▸ The task: Print these rows again line by line, word for word.

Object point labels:
━━━━━━━━━━

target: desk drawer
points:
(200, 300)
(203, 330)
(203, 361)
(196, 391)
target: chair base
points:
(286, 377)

━━━━━━━━━━

▸ Solution for this task:
target: desk drawer
points:
(200, 300)
(203, 330)
(203, 361)
(196, 391)
target: chair base
points:
(286, 377)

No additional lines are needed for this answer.